[The task]
Copy the rows below, substituting "a single mark on each" for each occurrence of "a dot on each" and leaving everything else unchanged.

[Given data]
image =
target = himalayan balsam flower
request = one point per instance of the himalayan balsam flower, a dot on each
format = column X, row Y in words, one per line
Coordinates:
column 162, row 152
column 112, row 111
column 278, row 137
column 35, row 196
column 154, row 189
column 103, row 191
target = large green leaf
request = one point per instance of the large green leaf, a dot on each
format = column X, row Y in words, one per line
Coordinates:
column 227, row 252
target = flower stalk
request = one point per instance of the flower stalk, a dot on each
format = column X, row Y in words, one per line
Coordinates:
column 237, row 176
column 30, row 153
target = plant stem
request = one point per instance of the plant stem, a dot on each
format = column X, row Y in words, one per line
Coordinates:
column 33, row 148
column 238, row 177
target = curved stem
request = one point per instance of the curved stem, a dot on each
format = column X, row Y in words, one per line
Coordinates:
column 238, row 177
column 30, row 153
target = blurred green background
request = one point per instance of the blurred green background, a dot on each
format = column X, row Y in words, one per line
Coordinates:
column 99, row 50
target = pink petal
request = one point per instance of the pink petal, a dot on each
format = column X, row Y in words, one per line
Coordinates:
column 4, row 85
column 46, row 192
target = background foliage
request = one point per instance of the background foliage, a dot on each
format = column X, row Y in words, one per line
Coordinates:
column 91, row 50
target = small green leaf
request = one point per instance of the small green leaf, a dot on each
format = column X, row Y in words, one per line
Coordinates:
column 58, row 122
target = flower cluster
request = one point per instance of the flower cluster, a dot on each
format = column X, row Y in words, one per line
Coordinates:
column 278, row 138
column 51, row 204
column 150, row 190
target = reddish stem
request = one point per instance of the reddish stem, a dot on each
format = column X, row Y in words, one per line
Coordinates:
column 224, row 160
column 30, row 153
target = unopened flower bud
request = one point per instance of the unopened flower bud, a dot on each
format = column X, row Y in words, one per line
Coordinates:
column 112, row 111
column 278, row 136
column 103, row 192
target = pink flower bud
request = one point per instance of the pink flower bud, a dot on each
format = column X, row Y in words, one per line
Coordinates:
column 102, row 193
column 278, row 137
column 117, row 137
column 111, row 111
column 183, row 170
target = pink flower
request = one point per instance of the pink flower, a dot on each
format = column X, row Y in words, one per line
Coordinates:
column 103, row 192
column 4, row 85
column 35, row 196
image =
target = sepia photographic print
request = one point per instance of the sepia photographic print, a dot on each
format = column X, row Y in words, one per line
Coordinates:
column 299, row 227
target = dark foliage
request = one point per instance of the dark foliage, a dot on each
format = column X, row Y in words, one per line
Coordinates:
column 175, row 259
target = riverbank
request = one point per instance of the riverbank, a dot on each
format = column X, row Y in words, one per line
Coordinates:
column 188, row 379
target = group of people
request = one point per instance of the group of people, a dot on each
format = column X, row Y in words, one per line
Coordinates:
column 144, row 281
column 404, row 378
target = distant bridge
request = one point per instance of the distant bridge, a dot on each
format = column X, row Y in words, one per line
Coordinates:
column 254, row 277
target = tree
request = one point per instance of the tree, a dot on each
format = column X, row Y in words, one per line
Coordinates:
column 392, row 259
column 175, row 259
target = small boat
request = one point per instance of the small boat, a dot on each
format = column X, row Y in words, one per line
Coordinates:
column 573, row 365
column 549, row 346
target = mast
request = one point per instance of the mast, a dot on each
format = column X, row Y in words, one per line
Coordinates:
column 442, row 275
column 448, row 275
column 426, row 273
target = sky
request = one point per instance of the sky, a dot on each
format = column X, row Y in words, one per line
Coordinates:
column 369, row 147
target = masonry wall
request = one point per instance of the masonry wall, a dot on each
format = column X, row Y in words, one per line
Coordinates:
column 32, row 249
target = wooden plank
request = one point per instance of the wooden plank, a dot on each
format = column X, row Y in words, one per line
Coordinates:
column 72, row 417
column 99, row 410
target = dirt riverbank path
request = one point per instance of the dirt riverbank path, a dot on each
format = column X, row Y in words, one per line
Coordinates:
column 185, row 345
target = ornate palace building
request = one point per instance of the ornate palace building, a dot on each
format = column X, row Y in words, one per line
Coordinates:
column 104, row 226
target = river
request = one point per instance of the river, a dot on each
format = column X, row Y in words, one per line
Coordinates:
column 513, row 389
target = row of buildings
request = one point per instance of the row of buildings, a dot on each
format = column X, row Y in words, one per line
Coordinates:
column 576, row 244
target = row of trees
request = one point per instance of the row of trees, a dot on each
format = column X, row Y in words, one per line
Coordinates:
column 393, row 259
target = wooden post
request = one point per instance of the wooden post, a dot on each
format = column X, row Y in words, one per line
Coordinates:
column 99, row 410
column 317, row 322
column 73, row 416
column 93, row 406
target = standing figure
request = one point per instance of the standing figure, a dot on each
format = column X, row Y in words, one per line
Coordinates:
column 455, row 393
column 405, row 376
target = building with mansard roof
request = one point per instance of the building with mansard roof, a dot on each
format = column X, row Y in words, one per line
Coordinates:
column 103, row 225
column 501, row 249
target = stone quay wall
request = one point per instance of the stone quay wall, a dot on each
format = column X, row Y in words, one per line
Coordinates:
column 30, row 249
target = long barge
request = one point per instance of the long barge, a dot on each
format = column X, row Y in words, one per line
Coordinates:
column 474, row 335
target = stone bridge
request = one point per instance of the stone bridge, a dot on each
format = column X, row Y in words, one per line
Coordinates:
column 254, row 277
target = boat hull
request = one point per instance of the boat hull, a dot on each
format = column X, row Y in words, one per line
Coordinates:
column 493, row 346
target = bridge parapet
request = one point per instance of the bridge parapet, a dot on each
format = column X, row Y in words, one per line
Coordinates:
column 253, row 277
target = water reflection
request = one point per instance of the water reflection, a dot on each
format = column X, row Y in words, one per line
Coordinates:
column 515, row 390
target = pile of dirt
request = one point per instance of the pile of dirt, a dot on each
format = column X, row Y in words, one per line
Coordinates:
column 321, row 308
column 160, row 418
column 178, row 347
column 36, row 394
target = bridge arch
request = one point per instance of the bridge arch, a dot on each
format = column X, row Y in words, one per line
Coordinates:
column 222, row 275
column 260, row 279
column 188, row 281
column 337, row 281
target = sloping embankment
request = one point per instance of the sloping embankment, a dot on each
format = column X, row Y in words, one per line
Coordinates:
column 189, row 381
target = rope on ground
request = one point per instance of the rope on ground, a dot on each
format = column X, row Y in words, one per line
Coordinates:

[Output below]
image =
target = himalayan balsam flower
request = one point per instance of the himalayan balsam flower, a single mark on each
format = column X, row Y in words, one per line
Coordinates:
column 162, row 152
column 112, row 111
column 278, row 137
column 35, row 196
column 154, row 189
column 103, row 191
target = large green leaf
request = one point per instance of the large green leaf, a single mark on each
format = column X, row Y in words, one per line
Coordinates:
column 227, row 252
target = flower stalk
request = one point per instance of the flower stalk, a single mark on each
format = column X, row Y in words, one per line
Coordinates:
column 237, row 176
column 30, row 153
target = plant stem
request = one point per instance of the plant stem, a single mark on each
format = column X, row Y in words, one per line
Coordinates:
column 33, row 148
column 238, row 177
target = curved stem
request = one point per instance of the curved stem, a single mark on each
format = column X, row Y in words, one per line
Coordinates:
column 238, row 177
column 30, row 153
target = blurred green background
request = one point per instance of the blurred green background, a single mark on each
format = column X, row Y in words, one per line
Coordinates:
column 99, row 50
target = pink petal
request = one point per instance of the pink petal, a single mark on each
format = column X, row Y in words, one per line
Coordinates:
column 4, row 85
column 46, row 192
target = background foliage
request = one point per instance of the background foliage, a single mark on each
format = column X, row Y in words, one per line
Coordinates:
column 91, row 50
target = small green leaf
request = one point per instance of the small green leaf, a single mark on each
format = column X, row Y in words, one per line
Coordinates:
column 58, row 122
target = flower cluster
request = one point per instance of the flower cluster, a single mark on each
format = column X, row Y in words, one per line
Coordinates:
column 278, row 138
column 51, row 204
column 150, row 190
target = reddish stem
request = one point per instance of the reddish stem, a single mark on each
format = column X, row Y in words, one per line
Coordinates:
column 224, row 160
column 30, row 153
target = unopened flower bud
request = one point per instance of the unopened flower bud, a single mark on each
format = column X, row Y in words, one per line
Coordinates:
column 112, row 111
column 278, row 136
column 103, row 192
target = pink flower bud
request = one point per instance of the pink flower bud, a single mark on each
format = column X, row Y in words, one per line
Coordinates:
column 102, row 193
column 278, row 137
column 117, row 137
column 111, row 111
column 183, row 170
target = pink flower
request = one point per instance of the pink flower, a single mark on each
format = column X, row Y in words, one per line
Coordinates:
column 103, row 192
column 4, row 85
column 35, row 196
image =
target = sepia photographic print
request = one point per instance of the sepia photographic print, a single mark on each
format = column X, row Y in words, one per line
Coordinates:
column 299, row 227
target = dark foliage
request = one point per instance of the dark foliage, a single mark on each
format = column X, row Y in words, one per line
Coordinates:
column 175, row 259
target = riverbank
request = one point per instance of the riverbank, a single mark on each
format = column X, row Y in words, one per line
Coordinates:
column 188, row 379
target = group of people
request = one point per instance of the group of people, a single mark on each
format = column X, row Y in words, one per line
Coordinates:
column 144, row 281
column 404, row 378
target = distant bridge
request = one point per instance of the distant bridge, a single mark on each
format = column X, row Y in words, one per line
Coordinates:
column 254, row 277
target = tree
request = one point per instance of the tree, a single mark on each
format = column X, row Y in words, one per line
Coordinates:
column 392, row 259
column 175, row 259
target = small boat
request = one point per instance of the small boat, a single mark on each
format = column X, row Y in words, one per line
Coordinates:
column 573, row 365
column 549, row 346
target = mast
request = one point per instance of the mast, a single mark on each
format = column X, row Y in words, one per line
Coordinates:
column 442, row 275
column 448, row 275
column 426, row 273
target = sky
request = one point per instance of the sky, a single mark on each
format = column X, row Y in words, one per line
Coordinates:
column 369, row 147
target = masonry wall
request = one point per instance of the masonry wall, a single mark on each
format = column X, row Y in words, one per line
Coordinates:
column 32, row 249
target = wooden plank
request = one point per instance of the wooden plank, a single mark on each
format = column X, row Y in words, one per line
Coordinates:
column 72, row 417
column 99, row 410
target = dirt riverbank path
request = one point per instance of the dirt riverbank path, a single mark on each
format = column X, row Y in words, one per line
Coordinates:
column 185, row 345
target = ornate palace building
request = one point per instance of the ornate palace building, a single mark on each
format = column X, row Y in words, one per line
Coordinates:
column 104, row 226
target = river
request = one point per instance of the river, a single mark on each
format = column X, row Y in words, one per line
Coordinates:
column 513, row 389
target = row of buildings
request = one point per instance of the row of buildings, a single mark on each
format = column X, row Y in words, one per line
Coordinates:
column 576, row 244
target = row of trees
request = one point per instance of the row of trees, a single mark on each
format = column X, row Y in words, one per line
Coordinates:
column 393, row 259
target = wooden post
request = one point per instance of the wooden post, a single mark on each
format = column X, row Y in words, one per line
Coordinates:
column 99, row 410
column 317, row 322
column 73, row 416
column 93, row 406
target = standing figure
request = one point per instance of the standing figure, a single mark on each
format = column X, row Y in words, one per line
Coordinates:
column 455, row 393
column 405, row 376
target = building with mansard roof
request = one point per instance of the building with mansard roof, a single mark on each
format = column X, row Y in words, one per line
Coordinates:
column 103, row 225
column 501, row 249
target = stone quay wall
request = one point per instance of the stone quay wall, a single mark on each
format = column X, row Y in words, one per line
Coordinates:
column 30, row 249
target = long barge
request = one point per instance of the long barge, a single mark on each
format = column X, row Y in words, one per line
Coordinates:
column 474, row 335
target = stone bridge
request = one point per instance of the stone bridge, a single mark on each
format = column X, row Y in words, one per line
Coordinates:
column 254, row 277
target = boat hull
request = one point per instance of the boat hull, a single mark on each
format = column X, row Y in words, one per line
Coordinates:
column 493, row 346
target = bridge parapet
request = one point per instance of the bridge parapet, a single mark on each
format = column X, row Y in words, one per line
Coordinates:
column 253, row 277
target = water reflection
request = one point per instance of the water reflection, a single mark on each
format = column X, row Y in words, one per line
Coordinates:
column 515, row 390
target = pile of dirt
request = one point per instance of the pile of dirt, a single mark on each
format = column X, row Y in words, one per line
Coordinates:
column 321, row 308
column 160, row 418
column 178, row 347
column 36, row 394
target = bridge arch
request = one point per instance of the bridge arch, a single mark on each
format = column X, row Y in words, one per line
Coordinates:
column 222, row 275
column 260, row 279
column 188, row 281
column 337, row 281
target = sloping embankment
request = one point per instance of the sloping embankment, a single mark on each
format = column X, row Y in words, one per line
Coordinates:
column 189, row 381
target = rope on ground
request = one point per instance of the rope on ground, a single mark on each
format = column X, row Y in words, one per line
Coordinates:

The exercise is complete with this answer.